_Exercise goal_
Without skipping a line, reproduce the entries exactly.
......
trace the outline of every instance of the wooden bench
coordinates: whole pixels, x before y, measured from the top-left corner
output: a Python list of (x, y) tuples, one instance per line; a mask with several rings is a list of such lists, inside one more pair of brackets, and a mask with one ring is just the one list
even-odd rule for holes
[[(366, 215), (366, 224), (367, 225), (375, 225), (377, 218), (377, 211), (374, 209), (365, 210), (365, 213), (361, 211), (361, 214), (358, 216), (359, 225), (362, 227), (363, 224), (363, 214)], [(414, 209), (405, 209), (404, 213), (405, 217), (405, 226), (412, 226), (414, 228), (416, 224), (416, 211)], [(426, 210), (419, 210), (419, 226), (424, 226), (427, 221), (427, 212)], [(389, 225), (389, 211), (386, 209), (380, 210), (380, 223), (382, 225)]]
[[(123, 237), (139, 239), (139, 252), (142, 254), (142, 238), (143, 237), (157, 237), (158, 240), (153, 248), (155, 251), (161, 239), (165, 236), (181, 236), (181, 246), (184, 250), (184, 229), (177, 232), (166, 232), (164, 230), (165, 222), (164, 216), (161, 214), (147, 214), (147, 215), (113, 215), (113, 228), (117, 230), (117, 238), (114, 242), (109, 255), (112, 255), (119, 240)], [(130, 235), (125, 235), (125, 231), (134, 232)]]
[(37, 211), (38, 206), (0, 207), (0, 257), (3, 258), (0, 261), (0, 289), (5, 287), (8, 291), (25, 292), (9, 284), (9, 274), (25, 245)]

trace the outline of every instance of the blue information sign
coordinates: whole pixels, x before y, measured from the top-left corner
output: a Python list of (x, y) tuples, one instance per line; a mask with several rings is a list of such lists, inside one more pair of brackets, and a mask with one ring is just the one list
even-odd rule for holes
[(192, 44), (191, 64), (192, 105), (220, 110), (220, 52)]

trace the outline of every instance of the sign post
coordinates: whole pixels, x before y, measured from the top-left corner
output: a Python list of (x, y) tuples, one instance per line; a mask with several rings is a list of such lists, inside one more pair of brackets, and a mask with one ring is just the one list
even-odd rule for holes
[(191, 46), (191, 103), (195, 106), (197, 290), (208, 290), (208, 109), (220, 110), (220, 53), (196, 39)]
......
_Response to this exercise_
trace the outline of every instance of the wooden bench
coordinates: whole pixels, x before y, measured from the top-left corner
output: a Python list of (x, y) tuples, one instance per line; a mask with several rings is a list of such lists, inside one more pair of brackets, and a mask with one ring is just the one list
even-odd rule for holes
[[(366, 215), (366, 224), (367, 225), (375, 225), (377, 218), (377, 211), (374, 209), (365, 210), (365, 213), (361, 211), (361, 214), (358, 216), (359, 225), (362, 227), (363, 224), (363, 214)], [(414, 209), (405, 209), (404, 213), (405, 217), (405, 226), (412, 226), (414, 228), (416, 224), (416, 211)], [(426, 210), (419, 210), (419, 226), (424, 226), (427, 221), (427, 212)], [(389, 225), (389, 211), (386, 209), (380, 210), (380, 223), (382, 225)]]
[[(123, 237), (139, 239), (139, 252), (142, 254), (142, 238), (143, 237), (157, 237), (158, 240), (153, 248), (155, 251), (161, 239), (165, 236), (181, 236), (181, 246), (184, 250), (184, 229), (177, 232), (166, 232), (164, 230), (165, 222), (164, 216), (161, 214), (147, 214), (147, 215), (113, 215), (113, 228), (117, 230), (117, 238), (114, 242), (109, 255), (112, 255), (119, 240)], [(130, 235), (125, 235), (125, 231), (134, 232)]]
[(37, 211), (38, 206), (0, 207), (0, 257), (3, 258), (0, 261), (0, 289), (5, 287), (8, 291), (25, 292), (9, 284), (9, 274), (25, 245)]

trace the outline of every instance of the blue information sign
coordinates: whole pixels, x before y, measured from the top-left corner
output: a Python list of (x, y) tuples, one instance per line; a mask with several rings is a list of such lists, inside one more pair of brackets, and a mask with one ring is just the one list
even-odd rule for holes
[(192, 44), (191, 64), (192, 105), (220, 110), (220, 52)]

trace the outline of every instance of the sign post
coordinates: whole pixels, x before y, measured from the top-left corner
output: a Python list of (x, y) tuples, one instance per line; a mask with several rings is a list of such lists, inside one more pair of brackets, and a mask with one ring is just the one list
even-odd rule for holes
[(191, 46), (191, 103), (195, 106), (197, 290), (208, 290), (208, 109), (220, 110), (220, 53), (196, 39)]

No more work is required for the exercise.